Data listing
* start *
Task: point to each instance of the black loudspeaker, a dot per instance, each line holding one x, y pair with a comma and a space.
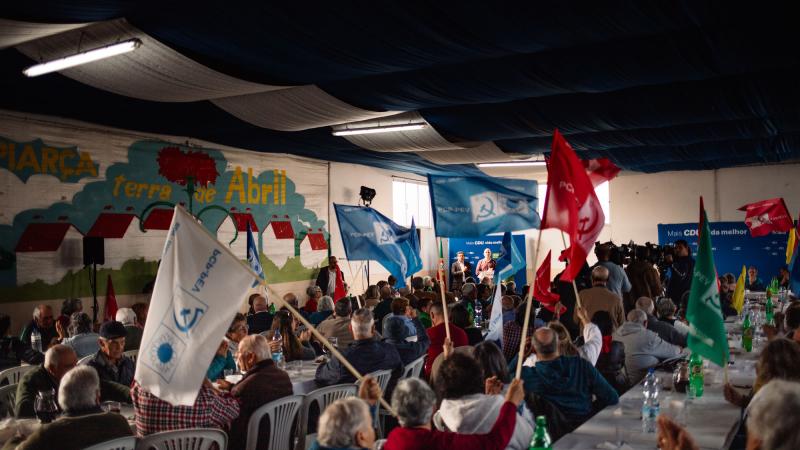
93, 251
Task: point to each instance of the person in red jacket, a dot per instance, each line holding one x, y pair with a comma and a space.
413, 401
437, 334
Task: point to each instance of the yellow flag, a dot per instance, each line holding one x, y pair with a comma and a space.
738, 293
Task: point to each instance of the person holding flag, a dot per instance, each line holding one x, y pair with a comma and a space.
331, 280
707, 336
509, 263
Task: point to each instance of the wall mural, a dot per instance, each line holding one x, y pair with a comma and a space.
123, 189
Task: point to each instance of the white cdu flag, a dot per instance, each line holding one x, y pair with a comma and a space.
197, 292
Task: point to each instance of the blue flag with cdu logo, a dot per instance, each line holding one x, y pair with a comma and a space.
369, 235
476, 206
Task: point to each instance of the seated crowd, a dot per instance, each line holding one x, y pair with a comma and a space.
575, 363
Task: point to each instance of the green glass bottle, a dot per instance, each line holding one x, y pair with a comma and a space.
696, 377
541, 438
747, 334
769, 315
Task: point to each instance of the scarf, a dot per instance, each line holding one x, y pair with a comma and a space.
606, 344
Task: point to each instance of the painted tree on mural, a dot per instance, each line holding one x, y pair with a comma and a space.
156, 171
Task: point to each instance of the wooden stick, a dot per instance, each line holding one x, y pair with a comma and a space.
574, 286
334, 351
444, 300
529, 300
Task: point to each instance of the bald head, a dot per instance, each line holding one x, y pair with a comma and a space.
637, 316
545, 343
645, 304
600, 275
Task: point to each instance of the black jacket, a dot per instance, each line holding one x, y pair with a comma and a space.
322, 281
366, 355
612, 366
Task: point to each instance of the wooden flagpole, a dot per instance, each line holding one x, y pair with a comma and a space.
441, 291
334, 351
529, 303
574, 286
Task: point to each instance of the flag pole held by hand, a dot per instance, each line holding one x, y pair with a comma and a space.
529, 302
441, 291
* end *
* start *
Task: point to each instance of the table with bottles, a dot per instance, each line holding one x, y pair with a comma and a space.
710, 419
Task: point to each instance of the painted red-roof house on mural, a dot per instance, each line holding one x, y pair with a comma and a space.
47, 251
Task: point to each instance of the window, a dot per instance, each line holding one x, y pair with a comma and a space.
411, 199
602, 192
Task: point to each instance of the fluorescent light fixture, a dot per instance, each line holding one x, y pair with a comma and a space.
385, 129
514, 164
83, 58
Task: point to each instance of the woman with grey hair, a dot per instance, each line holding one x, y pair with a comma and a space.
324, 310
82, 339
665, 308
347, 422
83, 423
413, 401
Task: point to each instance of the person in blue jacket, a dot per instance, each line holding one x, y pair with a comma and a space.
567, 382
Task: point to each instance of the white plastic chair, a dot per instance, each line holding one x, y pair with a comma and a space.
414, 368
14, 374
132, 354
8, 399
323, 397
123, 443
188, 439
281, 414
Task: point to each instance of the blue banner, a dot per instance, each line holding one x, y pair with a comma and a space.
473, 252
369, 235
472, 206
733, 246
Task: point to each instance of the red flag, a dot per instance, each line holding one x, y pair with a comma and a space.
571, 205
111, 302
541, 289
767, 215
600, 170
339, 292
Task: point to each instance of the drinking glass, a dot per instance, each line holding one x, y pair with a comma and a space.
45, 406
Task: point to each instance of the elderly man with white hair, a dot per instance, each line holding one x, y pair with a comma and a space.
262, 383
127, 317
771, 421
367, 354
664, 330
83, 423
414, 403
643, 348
* end *
REQUIREMENTS:
Please list every line of the listing above that contains the word "person".

CORRECT ANSWER:
Task: point to each instance of the person in red jacket, a dot per instance, each line holding one x, y pair with a comma and a space.
Task: point to each instance of the person holding flag, a dot per instance, each line holding one x, y pair with a comma and a space.
Task: point to each instance of the person in blue jacket, a dot per instance, each line holding one x, y pair with a comma and a space.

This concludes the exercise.